(Dataset excerpt)
========

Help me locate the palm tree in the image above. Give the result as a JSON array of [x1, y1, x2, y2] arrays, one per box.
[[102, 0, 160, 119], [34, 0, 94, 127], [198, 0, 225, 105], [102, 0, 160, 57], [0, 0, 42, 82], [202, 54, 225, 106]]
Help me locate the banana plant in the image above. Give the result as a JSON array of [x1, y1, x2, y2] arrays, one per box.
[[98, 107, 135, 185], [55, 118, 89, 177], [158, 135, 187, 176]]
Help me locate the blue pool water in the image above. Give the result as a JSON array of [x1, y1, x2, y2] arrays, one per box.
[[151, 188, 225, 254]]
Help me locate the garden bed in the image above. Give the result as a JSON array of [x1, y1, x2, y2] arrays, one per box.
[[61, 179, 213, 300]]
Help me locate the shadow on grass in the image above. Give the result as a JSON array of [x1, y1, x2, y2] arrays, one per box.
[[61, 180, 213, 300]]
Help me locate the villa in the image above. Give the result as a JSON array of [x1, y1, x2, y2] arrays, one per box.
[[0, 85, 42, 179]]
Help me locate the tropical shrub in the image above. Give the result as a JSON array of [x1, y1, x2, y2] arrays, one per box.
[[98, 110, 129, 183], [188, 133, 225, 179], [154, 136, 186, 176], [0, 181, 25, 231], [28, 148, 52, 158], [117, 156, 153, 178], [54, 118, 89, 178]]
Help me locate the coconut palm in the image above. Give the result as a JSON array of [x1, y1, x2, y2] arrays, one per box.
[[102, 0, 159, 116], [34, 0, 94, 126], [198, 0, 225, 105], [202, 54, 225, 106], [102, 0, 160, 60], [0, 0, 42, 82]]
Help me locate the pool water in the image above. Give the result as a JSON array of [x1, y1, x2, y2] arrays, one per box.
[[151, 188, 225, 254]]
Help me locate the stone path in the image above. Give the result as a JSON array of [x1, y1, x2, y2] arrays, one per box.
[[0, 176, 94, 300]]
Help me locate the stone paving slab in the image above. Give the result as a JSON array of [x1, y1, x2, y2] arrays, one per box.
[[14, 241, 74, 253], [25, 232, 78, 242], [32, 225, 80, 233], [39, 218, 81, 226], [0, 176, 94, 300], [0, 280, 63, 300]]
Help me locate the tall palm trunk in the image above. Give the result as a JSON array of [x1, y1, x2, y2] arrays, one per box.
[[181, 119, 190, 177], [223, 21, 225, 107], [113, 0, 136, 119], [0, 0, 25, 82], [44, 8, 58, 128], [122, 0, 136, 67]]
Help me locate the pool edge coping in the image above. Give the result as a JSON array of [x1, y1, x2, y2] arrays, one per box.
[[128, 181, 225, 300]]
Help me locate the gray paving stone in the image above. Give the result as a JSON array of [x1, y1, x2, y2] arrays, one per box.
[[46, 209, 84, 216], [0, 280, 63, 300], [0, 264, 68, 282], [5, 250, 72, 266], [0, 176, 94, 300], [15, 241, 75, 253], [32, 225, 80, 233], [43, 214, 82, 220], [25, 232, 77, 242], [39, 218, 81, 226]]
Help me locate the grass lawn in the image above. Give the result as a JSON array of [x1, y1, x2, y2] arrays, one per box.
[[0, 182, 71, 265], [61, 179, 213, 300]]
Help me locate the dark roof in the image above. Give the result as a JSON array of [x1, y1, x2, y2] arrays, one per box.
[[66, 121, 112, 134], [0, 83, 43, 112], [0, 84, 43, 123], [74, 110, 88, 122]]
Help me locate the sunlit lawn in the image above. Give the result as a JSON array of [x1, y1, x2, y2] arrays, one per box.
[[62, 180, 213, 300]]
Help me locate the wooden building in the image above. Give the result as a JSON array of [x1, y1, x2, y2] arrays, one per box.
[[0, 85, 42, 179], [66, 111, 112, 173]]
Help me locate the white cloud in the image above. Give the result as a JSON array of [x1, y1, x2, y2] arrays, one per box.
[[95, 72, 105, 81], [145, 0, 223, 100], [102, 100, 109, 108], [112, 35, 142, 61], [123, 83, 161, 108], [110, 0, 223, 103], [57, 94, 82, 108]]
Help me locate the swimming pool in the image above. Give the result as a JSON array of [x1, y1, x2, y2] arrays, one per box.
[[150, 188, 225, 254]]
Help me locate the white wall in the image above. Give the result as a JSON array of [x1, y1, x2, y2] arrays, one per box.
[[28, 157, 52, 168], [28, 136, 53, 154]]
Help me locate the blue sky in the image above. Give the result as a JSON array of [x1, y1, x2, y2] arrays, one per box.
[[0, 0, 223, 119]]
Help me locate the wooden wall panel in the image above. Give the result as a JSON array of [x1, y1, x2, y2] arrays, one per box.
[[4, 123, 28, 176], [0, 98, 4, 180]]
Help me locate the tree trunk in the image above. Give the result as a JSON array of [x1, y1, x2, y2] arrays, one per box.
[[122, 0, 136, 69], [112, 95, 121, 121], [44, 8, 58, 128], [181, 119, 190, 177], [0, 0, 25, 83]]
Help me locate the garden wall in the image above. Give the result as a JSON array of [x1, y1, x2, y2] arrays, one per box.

========

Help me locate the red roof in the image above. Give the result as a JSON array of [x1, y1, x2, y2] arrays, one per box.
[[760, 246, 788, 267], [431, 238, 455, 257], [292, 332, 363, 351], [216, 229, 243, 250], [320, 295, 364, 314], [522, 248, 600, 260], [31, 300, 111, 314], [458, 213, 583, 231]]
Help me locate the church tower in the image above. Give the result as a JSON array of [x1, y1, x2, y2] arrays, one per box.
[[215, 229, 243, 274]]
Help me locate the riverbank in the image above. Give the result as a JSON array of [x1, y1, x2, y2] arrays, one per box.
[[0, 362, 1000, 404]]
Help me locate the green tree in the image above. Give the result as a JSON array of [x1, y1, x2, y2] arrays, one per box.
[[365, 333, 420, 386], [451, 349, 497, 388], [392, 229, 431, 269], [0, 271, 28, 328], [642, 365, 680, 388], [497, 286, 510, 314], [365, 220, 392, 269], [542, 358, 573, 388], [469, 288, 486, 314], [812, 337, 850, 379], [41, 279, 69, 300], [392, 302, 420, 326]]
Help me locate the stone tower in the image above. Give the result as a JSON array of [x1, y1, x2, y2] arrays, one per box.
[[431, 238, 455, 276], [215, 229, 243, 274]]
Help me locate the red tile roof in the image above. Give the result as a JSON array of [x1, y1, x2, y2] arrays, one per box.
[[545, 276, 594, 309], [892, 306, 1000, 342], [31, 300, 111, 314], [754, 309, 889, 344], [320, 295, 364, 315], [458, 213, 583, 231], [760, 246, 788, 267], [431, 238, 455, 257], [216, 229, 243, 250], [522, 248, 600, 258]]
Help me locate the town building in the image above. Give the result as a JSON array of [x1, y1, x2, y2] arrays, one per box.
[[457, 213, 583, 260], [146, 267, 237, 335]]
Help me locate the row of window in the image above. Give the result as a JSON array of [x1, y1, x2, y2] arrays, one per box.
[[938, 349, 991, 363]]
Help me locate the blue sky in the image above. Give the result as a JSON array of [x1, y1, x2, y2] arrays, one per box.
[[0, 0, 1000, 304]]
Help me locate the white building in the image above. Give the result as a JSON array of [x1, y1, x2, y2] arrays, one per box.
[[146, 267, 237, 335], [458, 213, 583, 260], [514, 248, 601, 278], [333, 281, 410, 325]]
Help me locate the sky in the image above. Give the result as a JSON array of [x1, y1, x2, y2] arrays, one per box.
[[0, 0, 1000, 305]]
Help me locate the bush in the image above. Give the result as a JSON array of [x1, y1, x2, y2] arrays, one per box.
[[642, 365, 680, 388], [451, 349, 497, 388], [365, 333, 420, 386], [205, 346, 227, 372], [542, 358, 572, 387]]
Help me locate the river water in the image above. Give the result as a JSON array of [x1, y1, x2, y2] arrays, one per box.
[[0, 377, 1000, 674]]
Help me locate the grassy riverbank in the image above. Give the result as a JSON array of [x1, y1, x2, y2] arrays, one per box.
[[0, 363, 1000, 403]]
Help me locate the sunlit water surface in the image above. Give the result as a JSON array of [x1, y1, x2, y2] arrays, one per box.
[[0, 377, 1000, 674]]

========

▸ **What is required**
Reproduce verbatim the lines from the one containing "Help me locate the tropical" through the one containing "118, 89, 178]]", inclusive.

▸ **Result of this exercise**
Help me locate the tropical shrub in the image above. Give the result as a JSON array of [x1, y1, x2, y2] arrays, one per box.
[[98, 110, 129, 183], [188, 133, 225, 179], [154, 136, 186, 176], [0, 181, 25, 231], [28, 148, 52, 158], [117, 156, 153, 178], [54, 118, 89, 178]]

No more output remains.